Within the listing below, count the lines that have the string "foreground". Answer with that number only.

[EXCERPTED RECORDS — start]

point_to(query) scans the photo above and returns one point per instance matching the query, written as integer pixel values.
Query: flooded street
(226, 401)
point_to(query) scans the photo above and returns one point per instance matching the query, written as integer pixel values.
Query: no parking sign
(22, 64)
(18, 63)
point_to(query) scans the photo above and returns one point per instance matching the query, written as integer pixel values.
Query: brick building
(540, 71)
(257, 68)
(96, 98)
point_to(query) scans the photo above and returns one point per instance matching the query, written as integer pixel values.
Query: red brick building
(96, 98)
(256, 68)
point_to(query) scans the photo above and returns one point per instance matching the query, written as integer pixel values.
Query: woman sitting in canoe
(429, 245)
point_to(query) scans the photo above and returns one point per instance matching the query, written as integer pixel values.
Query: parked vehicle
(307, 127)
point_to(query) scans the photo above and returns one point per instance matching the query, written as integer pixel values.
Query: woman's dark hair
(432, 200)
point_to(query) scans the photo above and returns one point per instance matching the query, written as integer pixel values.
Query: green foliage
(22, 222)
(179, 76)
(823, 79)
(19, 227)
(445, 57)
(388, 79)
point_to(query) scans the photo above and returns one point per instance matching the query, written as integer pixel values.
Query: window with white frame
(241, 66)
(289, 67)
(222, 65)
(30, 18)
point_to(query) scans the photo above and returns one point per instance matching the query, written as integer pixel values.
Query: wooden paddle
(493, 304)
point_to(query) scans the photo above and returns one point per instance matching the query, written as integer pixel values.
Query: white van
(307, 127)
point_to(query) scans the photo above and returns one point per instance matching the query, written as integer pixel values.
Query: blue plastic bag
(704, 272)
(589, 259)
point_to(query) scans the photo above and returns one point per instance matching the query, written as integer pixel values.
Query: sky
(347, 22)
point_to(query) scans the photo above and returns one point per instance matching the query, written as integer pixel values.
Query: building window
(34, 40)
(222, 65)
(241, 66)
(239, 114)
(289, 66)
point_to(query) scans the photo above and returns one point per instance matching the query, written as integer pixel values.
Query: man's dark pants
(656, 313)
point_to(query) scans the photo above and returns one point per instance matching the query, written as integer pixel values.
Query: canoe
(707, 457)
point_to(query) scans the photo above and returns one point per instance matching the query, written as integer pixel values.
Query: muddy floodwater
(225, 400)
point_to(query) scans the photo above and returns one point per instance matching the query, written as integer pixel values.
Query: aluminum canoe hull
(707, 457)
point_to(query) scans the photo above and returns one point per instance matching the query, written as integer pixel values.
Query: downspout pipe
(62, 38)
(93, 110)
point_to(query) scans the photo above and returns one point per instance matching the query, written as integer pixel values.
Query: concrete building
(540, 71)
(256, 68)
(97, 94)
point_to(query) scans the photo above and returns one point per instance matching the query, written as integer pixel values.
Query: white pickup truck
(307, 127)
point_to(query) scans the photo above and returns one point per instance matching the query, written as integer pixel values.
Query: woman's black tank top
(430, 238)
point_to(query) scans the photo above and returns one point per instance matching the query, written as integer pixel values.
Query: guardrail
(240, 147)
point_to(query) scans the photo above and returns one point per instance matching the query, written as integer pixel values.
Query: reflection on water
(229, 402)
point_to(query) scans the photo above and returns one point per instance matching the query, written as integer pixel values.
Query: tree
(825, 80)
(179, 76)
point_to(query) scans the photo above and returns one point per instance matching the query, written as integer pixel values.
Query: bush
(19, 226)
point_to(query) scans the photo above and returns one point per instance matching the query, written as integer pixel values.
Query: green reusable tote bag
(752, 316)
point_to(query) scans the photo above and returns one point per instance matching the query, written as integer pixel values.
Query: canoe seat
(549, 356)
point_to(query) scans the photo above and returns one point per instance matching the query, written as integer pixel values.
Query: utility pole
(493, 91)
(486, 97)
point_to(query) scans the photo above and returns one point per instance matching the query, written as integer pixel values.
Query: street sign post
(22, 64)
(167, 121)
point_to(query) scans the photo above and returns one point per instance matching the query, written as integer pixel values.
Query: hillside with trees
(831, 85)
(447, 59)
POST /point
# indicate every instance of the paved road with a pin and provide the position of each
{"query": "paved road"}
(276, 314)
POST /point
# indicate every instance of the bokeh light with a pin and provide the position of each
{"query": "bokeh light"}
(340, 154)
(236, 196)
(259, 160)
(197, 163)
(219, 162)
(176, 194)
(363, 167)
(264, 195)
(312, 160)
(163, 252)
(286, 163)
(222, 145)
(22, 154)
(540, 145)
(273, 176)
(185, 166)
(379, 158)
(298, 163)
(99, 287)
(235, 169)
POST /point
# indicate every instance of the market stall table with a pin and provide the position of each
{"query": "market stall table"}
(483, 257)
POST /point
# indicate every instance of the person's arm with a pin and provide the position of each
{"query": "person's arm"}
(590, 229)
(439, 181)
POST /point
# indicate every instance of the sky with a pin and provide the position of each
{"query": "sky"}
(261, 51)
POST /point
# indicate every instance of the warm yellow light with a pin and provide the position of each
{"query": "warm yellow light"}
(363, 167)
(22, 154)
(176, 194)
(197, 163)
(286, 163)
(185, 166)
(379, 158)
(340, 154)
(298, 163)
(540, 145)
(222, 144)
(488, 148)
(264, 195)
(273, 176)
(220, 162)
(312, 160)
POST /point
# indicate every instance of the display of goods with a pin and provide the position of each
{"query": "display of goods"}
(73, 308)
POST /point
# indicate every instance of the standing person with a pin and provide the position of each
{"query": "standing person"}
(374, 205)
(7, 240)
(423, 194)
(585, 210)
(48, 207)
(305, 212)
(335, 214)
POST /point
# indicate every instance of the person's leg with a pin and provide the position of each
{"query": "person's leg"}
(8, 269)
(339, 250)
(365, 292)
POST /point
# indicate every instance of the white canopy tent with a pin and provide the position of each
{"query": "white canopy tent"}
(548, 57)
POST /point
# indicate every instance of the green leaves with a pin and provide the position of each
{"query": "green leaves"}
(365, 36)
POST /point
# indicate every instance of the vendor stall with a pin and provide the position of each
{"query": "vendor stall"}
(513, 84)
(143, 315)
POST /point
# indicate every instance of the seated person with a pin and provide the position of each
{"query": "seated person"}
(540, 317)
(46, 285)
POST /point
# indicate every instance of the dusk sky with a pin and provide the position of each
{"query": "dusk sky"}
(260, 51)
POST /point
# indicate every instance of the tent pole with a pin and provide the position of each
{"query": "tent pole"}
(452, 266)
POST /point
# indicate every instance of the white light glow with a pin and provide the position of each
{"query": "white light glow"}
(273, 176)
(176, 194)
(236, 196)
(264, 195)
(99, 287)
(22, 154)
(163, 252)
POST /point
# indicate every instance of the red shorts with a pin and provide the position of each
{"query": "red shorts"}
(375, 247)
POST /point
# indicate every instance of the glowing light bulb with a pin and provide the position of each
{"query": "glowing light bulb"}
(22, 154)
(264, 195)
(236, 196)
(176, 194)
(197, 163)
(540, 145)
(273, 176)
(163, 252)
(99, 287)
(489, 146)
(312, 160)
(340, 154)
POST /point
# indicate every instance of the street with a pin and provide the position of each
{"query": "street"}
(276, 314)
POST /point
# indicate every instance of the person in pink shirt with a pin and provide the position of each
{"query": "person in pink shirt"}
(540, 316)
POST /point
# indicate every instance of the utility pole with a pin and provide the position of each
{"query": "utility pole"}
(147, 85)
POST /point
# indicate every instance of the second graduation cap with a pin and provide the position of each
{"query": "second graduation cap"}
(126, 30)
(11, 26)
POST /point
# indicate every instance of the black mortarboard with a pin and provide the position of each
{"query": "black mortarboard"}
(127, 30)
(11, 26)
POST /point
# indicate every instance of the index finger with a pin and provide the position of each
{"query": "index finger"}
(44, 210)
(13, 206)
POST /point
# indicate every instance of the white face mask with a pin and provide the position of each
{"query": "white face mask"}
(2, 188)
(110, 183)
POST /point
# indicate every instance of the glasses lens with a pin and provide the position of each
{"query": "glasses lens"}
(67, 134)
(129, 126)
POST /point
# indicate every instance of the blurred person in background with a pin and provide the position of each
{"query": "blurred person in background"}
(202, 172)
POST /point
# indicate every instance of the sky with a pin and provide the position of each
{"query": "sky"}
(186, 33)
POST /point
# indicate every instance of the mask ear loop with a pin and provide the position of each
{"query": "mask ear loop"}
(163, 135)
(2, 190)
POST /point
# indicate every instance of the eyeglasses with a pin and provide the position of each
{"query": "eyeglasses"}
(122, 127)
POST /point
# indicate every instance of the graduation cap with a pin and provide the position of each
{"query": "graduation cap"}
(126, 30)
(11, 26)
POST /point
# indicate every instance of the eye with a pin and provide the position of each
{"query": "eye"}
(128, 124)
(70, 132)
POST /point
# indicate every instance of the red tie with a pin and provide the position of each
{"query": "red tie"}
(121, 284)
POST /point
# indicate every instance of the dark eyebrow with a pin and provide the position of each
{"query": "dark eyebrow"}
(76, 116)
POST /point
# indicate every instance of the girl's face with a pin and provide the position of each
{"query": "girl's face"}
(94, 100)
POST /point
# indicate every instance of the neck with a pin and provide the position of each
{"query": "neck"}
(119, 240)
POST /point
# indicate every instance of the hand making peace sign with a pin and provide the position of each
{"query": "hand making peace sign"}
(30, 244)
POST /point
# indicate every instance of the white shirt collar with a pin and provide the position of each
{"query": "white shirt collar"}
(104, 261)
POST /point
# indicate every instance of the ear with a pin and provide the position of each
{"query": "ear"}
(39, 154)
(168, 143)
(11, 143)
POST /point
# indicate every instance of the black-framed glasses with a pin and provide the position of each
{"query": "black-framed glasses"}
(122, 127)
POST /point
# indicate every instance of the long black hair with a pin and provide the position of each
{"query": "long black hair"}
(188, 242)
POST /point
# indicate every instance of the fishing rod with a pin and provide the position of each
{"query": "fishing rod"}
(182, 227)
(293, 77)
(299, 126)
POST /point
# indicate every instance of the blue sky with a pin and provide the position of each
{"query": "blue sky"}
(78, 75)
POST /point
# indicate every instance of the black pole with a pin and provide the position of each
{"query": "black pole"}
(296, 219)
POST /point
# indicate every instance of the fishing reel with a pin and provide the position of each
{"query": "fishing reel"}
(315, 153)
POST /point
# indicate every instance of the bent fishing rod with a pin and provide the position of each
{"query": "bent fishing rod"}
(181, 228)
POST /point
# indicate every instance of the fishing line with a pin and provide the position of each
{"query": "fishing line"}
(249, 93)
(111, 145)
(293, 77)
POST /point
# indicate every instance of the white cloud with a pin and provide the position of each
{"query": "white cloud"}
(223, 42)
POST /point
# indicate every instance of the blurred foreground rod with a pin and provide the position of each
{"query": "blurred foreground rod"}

[EXCERPTED RECORDS — finish]

» **REPLY TO THE TASK**
2